_Required task A_.
Decide whether each statement below agrees with the passage on interconnection queue delays. Answer yes or no for each, and quote the deciding words of the passage exactly.
(i) EIR expects only about a tenth of proposed projects to come online within three years.
(ii) California and New York had the shortest interconnection queue durations.
(iii) The passage presents queue times as being the same across regions.
_Required task B_. Reproduce part of the passage on interconnection queue delays word for word, starting with "The macro-level problem" and going on through "the PJM Interconnection.".

_Excerpt to read_.
◆ ◆ ◆
What is Driving the Delayed Interconnection Queue Times?
The macro-level problem is the sheer volume of investment and development requests, stemming from 2022 Inflation Reduction Act incentives, as well as the push to retire coal-fired plants. These factors have overwhelmed interconnection queues. Because of the resource constraints, many projects will ultimately be suspended or cancelled – EIR predicts that only about 10% of all proposed projects will come online in the next 3 years. Late-lifecycle cancellation rates are especially troublesome within the PJM Interconnection.
Looking at a tier beneath the macro level, queue-time length largely depends on the geographic region due to differing economic and policy variables.
For example, the report found that the shortest interconnection queue durations were in New England (Independent System Operator for New England or ISO-NE) and Texas (Electric Reliability Council of Texas or ERCOT).
Conversely, the longest lags were found in California (California Independent System Operator or CAISO) and New York (New York Independent System Operator or NYISO), mainly due to cumbersome regulatory environments.
As you can see, while overall investment and development volume has broadly spiked in recent years, interconnection queue times seem to be region dependent. Different states have different transmission permitting processes, regulations and requirements, supply chain constraints, and decision-making philosophies and resources.
◆ ◆ ◆
_Dataset section_.
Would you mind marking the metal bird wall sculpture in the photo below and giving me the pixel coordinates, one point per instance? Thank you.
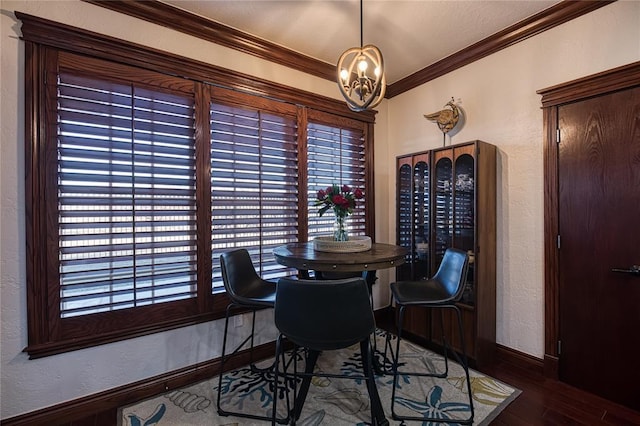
(447, 118)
◆ ◆ ◆
_Worked answer A_.
(i) Yes: "EIR predicts that only about 10% of all proposed projects will come online in the next 3 years"
(ii) No: "the shortest interconnection queue durations were in New England (Independent System Operator for New England or ISO-NE) and Texas (Electric Reliability Council of Texas or ERCOT)"
(iii) No: "interconnection queue times seem to be region dependent"

_Worked answer B_.
The macro-level problem is the sheer volume of investment and development requests, stemming from 2022 Inflation Reduction Act incentives, as well as the push to retire coal-fired plants. These factors have overwhelmed interconnection queues. Because of the resource constraints, many projects will ultimately be suspended or cancelled – EIR predicts that only about 10% of all proposed projects will come online in the next 3 years. Late-lifecycle cancellation rates are especially troublesome within the PJM Interconnection.